→ **PAGE EXTRACT**:
══════════════════════════════

The priest stood before the congregation and said, “God forgives you! Be at peace!” On another Sunday she said, “God forgives you. Forgive others; forgive yourself.”
With these powerful words, the congregation experienced the hope of Good Friday again. Our sins, our failures, our mistakes are not counted against us. God does not want us to carry this sort of burden. God wants us to experience a new and better life.
Many people go through life carrying the huge baggage of mistakes they have made. It gets in the way of them living a happy and purposeful life. They regret their action or inaction. I have done something wrong, or I have failed to do something right. I am disappointed when I have upset someone. I am troubled when I have harmed them.
Helpful regret comes from acknowledging we have not kept our values. I have done the wrong thing. I have been unkind. I have shown up late. I have been careless.
Where do your values come from?
There are people who have clear values and follow them. Others don’t think about their values much. Others don’t worry much if they break a rule or two. There is room for healthy regret. It can help make us a better person. It can help us build healthier communities.
What regrets do you think about when you read this article?
It is important to hear that not every feeling of regret is helpful or correct. Did you hear that ‘children should be seen and not heard?’ Did someone tell you ‘women should be silent?’
You may have a wrong sense of regret. Someone has discouraged you from being yourself. They didn’t teach you well.
It is a good idea to check whether our sense of regret comes from ignoring our values or someone else’s values.
People often live by the values their parents taught them. People may learn new values at school, at church, or in their work. It is helpful to know where our values come from.
We have six values in Newcastle Anglican. They are – wisdom, compassion, faith, integrity, courage, and justice. These values come from the Christian story. The way of Jesus inspires these values. These values come from the bible and church teaching. These values are taught as virtues by positive psychologists. They affirm people’s strengths. Our values guide the work we do and the way we behave.
Have I done the wrong thing?
You might decide that your behaviour has broken your values. I haven’t done a good thing. I have done something bad.

══════════════════════════════

→ **SOURCE DATA**:
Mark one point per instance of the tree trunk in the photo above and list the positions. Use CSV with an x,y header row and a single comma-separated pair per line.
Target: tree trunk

══════════════════════════════

→ **TASK DETAILS**:
Pick up the article on regret and forgiveness where it stops and keep writing it. The listing has nothing to do with the article on regret and forgiveness.

→ **ANSWER TO THIS TASK**:
It is good to own up to our actions. Sometimes we can repair the damage we have done. We can say sorry. We can make a commitment to do better in the future.
Going to see a person we have hurt is not always the right thing. We need to check. We can ask ‘will it help them if they see me or speak to me?’
The Easter Message
Christians believe that we grow distant from God when we do the wrong thing. We grow closer to God when we do the right thing. Christians believe that we want to be close to God.
We feel regret when we fail someone or hurt them. We know that this separates us from God.
We know that we are not perfect and that we make mistakes. We also know that we make choices. Some are good and some are bad. Our mistakes and bad choices can separate from us God.
The Easter story makes this better.
Christians teach that in Jesus we see God. Jesus was God in human form. God living among people. We hear stories about him. He was a good man who empowered women and welcomed children.
The Christian story is that people punished Jesus. It is a horrible story filled with cruel behaviour. Jesus taught people about love. People rejected him and killed him.
Christians believe that when Jesus died, he took on the punishment for all the wrong things in the world. He did this to remove any separation from God. He did this to forgive our sins.
You do not need to live with shame. Your regrets don’t need to consume you.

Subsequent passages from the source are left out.